This is analogous to the hardware fact that wires are bigger (hence, more expensive) than gates.
That is the opposite optimization to OpenMP, where having different threads writing to adjacent addresses will cause the false sharing problem.
Nvidia CUDA FAQ
1. has links to other Nvidia docs.
2. can be a little old.

9 Types of memory allocation

Here's a brief overview of my understanding of the various places that you can assign memory in a program.

Static. Define a fixed-size array global array. The variable is constructed at compile time, so accesses might perhaps be faster. Global vars with non default initial values increase the executable file size. If they're large enough, you need to use the compiler option -mcmodel=medium or -mcmodel=large. They cause the compiler to generate wider addresses. I don't know the effect on the program's size or speed, but suspect that it's small.
Stack. Define local arrays, that are created and freed as the routine is entered and exited. Their addresses relative to the base of this call frame may be constant. The default stack size is 8MB. You can increase this with the command ulimit or in the program as shown in stacksize.cc. I believe that in OpenMP, the max stacksize may be allocated when each thread is created. Then, a really big stackssize might have a penalty.
Heap. You use new and destroy. Variables are constructed whenever you want. The more objects on the heap, the more time that each new or destroy takes. If you have lots of objects consider using placement new or creating an array of them.

Dataset records

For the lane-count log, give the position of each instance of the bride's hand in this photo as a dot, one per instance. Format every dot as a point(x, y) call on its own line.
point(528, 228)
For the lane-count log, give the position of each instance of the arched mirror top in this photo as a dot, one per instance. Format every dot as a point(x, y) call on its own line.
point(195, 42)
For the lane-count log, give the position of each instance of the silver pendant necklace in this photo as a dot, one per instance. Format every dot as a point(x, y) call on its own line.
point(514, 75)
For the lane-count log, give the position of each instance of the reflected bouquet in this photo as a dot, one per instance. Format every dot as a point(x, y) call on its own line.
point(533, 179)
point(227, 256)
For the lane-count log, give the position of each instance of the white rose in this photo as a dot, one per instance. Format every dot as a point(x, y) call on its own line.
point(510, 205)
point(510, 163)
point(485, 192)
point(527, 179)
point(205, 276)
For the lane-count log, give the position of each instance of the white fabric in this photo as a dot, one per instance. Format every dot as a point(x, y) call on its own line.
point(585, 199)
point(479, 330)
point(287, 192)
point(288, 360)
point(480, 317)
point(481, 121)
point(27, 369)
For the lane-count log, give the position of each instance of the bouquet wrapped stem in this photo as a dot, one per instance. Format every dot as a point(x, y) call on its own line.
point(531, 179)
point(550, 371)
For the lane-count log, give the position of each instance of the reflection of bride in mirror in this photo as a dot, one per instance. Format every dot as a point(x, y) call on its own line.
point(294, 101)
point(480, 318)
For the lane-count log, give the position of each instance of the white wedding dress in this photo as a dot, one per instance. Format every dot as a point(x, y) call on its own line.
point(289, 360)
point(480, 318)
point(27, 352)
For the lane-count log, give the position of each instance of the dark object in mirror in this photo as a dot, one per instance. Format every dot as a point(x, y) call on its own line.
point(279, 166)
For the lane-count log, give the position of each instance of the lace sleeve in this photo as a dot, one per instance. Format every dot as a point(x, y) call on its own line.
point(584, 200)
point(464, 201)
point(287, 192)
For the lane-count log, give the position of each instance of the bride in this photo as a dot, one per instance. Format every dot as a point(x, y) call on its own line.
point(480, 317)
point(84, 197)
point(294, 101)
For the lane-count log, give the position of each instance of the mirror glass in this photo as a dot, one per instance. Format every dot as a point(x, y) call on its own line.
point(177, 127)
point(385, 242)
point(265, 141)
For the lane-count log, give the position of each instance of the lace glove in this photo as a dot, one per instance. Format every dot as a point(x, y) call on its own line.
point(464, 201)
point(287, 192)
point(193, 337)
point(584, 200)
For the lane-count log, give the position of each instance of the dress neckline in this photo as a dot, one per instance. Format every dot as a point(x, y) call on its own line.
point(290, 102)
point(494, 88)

* Prompt 1: Write out the passage from the memory allocation notes starting with "Nvidia CUDA FAQ" and going on through "in a program.", copied word for word.
* Prompt 2: Continue the notes on memory allocation from the point where they stop.

* Result 1:
Nvidia CUDA FAQ
1. has links to other Nvidia docs.
2. can be a little old.

9 Types of memory allocation

Here's a brief overview of my understanding of the various places that you can assign memory in a program.

* Result 2:
For CUDA, some variables must be on the heap.

I like to use static, then stack, and heap only when necessary. However, allocating few but large, blocks on the heap is also fast.

Google's allocator is noticeably better than the default one. To use it, link your programs with -ltcmalloc. You can often use it on an existing executable foo thus:

LD_PRELOAD="/usr/lib/libtcmalloc.so" foo

I found it to save 15% to 30% in time.

Another memory concern is speed. Parallel has a NUMA (Non Uniform Memory Architecture). It has two 14-core Xeons. Each core has 128GB of main memory. Although all 256GB are in a common address space, accessing memory on same core as the thread is running on is faster.

The following is what I think based on some research, but may be wrong: A 4KB page of memory is assigned to a specific core when it is first written (not when it is reserved). So, each page of a large array may be on a different core. This can be used to optimize things. This gets more fun with 8-processor systems.

All that is separate from cache issues.

You can also assign your OpenMP threads to specific cores. This affects speed in ways I don't understand. The issues are resource sharing vs conflicts.

10 Nvidia GPU summary

Here's a summary of the Nvidia Pascal GP104 GPU architecture as I understand it. It's more compact than I've found elsewhere. I'll add to it from time to time. Some numbers are probably wrong.

The host is the CPU.
The device is the GPU.
The device contains 20 streaming multiprocessors (SMs).

Different GPU generations have used the terms SMX or SMM.
A thread is a sequential program with private and shared memory, program counter, etc.
Threads are grouped, 32 at a time, into warps.
Warps of threads are grouped into blocks.

Often the warps are only implicit, and we consider that the threads are grouped directly into blocks.

That abstract hides details that may be important; see below.
Blocks of threads are grouped into a grid, which is all the threads in the kernel.
A kernel is a parallel program executing on the device.
1. The kernel runs potentially thousands of threads.
2. A kernel can create other kernels and wait for their completion.
3. There may be a limit, e.g., 5 seconds, on a kernel's run time.
Thread-level resources:
1. Each thread can use up to 255 fast registers. Registers are private to the thread.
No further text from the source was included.